**TEXT PASSAGE**
# Bullseye "Ringshot"



## bullseyeben!

This is a great lil micro frame i made some time ago, thats very pocket happy yet still packs some punch.
I would be glad to see some other members have a crack at making one. A great lil plinker! It's just on 3" tall, 2" wide at the lower forks that slightly narrow towards the top, with the ring whole at 1" also the fork spacing inside at 1"... hope to see some members give it a crack.. I would also recommend that people only try this design if they are experienced shooters, especially with small frames, or no frame at all lol.


----------



## Charles

Nice design ... very compact. Once again it illustrates the fact that you do not need a massive frame to have a powerful slingshot.

Cheers ...... Charles


----------



## Hrawk

Here's the PDF


----------



## bullseyeben!

Thanks for that hrawk! Good man...


----------



## Hrawk

Any time man, I've finished all my 3D work for the year, now its time to play with the things I like doing









Anything else you would like drawn up ?


----------



## pomputin

I made one out of 8mm MDF and added self-amalgamating tape for a good grip, it´s fantastic!

**DATA**

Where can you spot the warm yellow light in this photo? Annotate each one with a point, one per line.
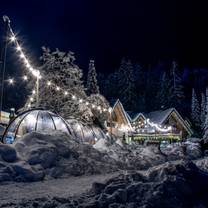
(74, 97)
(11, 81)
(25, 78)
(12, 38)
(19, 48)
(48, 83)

**REQUIREMENTS**
Carry on the forum thread about the Bullseye "Ringshot" slingshot frame, starting after the last post, the one about making the frame from 8mm MDF with self-amalgamating tape.

**RESPONSE TO THIS EXERCISE**
----------



## pomputin

I will try to make an aluminium cast version by lost foam casting technique and I started a new topic about it. search for Lost foam/wax casting.


----------



## e~shot

Cool!


----------



## bullseyeben!

Cool sounds a great idea, keep us informed of your progress.. Ben


----------



## newconvert

i am going to try this one out, i love how small it is, but so big at the same time


----------



## kootenay

Just built this baby soon as I get some bands going to try it out


----------



## Jesus Freak

Thanks for this little shooter...


----------



## Flatband

Hey BEB,
that is one cool little frame Bud! Nice job! Flatband


----------



## newconvert

bullseyeben! said:


> This is a great lil micro frame i made some time ago, thats very pocket happy yet still packs some punch.
> I would be glad to see some other members have a crack at making one. A great lil plinker! It's just on 3" tall, 2" wide at the lower forks that slightly narrow towards the top, with the ring whole at 1" also the fork spacing inside at 1"... hope to see some members give it a crack.. I would also recommend that people only try this design if they are experienced shooters, especially with small frames, or no frame at all lol.


i made one! shoots nice


----------



## bullseyeben!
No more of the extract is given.